• _Problems and tasks_:
A - Print the passage from the article on Meta's layoffs, starting with "Meta Platforms, Inc., parent" and going on through "Facebook in 2004.".
B - Reduce every coordinate in the answers by 64, and give the listing again from its first line through the line containing "point(248, 57)", with the requests included.

• _Excerpted passage_:

※ ※ ※

As part of CEO Mark Zuckerberg’s “Year of Efficiency”

UPDATE, March 15, 2023, 8:59 a.m.: Meta CEO Mark Zuckerberg has confirmed plans to layoff staff. Meta will cut 10,000 more jobs and eliminate 5,000 positions that are currently vacant. Zuckerberg said, “Over the next couple of months, org leaders will announce restructuring plans focused on flattening our orgs, canceling lower priority projects, and reducing our hiring rates. With less hiring, I’ve made the difficult decision to further reduce the size of our recruiting team. We expect to announce restructurings and layoffs in our tech groups in late April, and then our business groups in late May.”


Meta Platforms, Inc., parent company to Facebook, Instagram and WhatsApp, is planning thousands of additional layoffs starting as soon as last week, reports Bloomberg. The news comes just four months after Meta announced that it would lay off more than 11,000 employees, approximately 13% of the company’s workforce. The November layoffs were the first major round of layoffs for the tech company since it launched as Facebook in 2004.

On November 9, 2022, Zuckerberg notified employees in a letter that was also published online.

“Today I’m sharing some of the most difficult changes we’ve made in Meta’s history. I’ve decided to reduce the size of our team by about 13% and let more than 11,000 of our talented employees go. We are also taking a number of additional steps to become a leaner and more efficient company by cutting discretionary spending and extending our hiring freeze through Q1,” Zuckerberg wrote.

“I want to take accountability for these decisions and for how we got here. I know this is tough for everyone, and I’m especially sorry to those impacted,” added the CEO.

Last month, when Meta released their fourth-quarter and full-year 2022 financials, Zuckerberg touted the company’s progress with an AI discovery engine and Reels. He also said the company would restructure, flatten the organization, and discontinue products and services that no longer align with the company’s core products and services.

※ ※ ※

• _Records shown_:
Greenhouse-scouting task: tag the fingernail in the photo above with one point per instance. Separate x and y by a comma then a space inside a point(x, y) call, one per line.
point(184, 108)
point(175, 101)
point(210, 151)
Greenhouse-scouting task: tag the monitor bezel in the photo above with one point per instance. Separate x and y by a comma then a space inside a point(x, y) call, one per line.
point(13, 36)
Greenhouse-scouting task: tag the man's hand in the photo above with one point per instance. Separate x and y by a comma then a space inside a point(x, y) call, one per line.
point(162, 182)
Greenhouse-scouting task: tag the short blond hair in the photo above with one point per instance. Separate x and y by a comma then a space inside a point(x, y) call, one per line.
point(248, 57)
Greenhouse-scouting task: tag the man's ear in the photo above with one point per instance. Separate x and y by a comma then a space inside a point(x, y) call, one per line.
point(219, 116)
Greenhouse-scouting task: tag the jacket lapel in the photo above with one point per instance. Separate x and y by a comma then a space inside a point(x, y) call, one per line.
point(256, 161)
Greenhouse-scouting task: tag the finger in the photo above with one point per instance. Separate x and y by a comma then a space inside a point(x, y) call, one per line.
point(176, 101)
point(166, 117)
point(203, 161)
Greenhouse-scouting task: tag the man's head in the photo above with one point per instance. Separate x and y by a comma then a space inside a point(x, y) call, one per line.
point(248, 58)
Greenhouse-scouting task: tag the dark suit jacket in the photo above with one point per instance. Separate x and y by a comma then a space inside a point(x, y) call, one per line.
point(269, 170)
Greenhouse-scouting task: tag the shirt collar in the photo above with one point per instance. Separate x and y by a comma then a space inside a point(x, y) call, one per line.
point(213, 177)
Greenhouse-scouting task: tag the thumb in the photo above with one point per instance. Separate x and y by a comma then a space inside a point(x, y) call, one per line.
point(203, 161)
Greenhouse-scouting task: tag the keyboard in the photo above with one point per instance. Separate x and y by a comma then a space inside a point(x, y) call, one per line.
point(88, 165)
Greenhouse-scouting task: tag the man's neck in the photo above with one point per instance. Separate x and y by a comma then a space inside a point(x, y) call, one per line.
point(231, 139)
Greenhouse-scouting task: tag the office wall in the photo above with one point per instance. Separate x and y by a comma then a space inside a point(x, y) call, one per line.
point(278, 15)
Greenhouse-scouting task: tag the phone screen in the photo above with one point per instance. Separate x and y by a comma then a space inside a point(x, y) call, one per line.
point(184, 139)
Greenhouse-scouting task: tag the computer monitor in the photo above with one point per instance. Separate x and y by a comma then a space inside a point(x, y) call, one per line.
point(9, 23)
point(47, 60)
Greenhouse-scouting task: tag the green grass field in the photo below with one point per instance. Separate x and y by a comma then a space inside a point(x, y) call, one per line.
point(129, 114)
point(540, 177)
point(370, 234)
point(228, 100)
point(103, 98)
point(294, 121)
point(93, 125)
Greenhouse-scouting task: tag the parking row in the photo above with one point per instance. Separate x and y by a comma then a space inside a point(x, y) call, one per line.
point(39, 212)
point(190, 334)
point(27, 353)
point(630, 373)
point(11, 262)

※ ※ ※

• _Worked answers_:
A -
Meta Platforms, Inc., parent company to Facebook, Instagram and WhatsApp, is planning thousands of additional layoffs starting as soon as last week, reports Bloomberg. The news comes just four months after Meta announced that it would lay off more than 11,000 employees, approximately 13% of the company’s workforce. The November layoffs were the first major round of layoffs for the tech company since it launched as Facebook in 2004.

B -
Greenhouse-scouting task: tag the fingernail in the photo above with one point per instance. Separate x and y by a comma then a space inside a point(x, y) call, one per line.
point(120, 44)
point(111, 37)
point(146, 87)
Greenhouse-scouting task: tag the monitor bezel in the photo above with one point per instance. Separate x and y by a comma then a space inside a point(x, y) call, one per line.
point(-51, -28)
Greenhouse-scouting task: tag the man's hand in the photo above with one point per instance. Separate x and y by a comma then a space inside a point(x, y) call, one per line.
point(98, 118)
Greenhouse-scouting task: tag the short blond hair in the photo above with one point per instance. Separate x and y by a comma then a space inside a point(x, y) call, one per line.
point(184, -7)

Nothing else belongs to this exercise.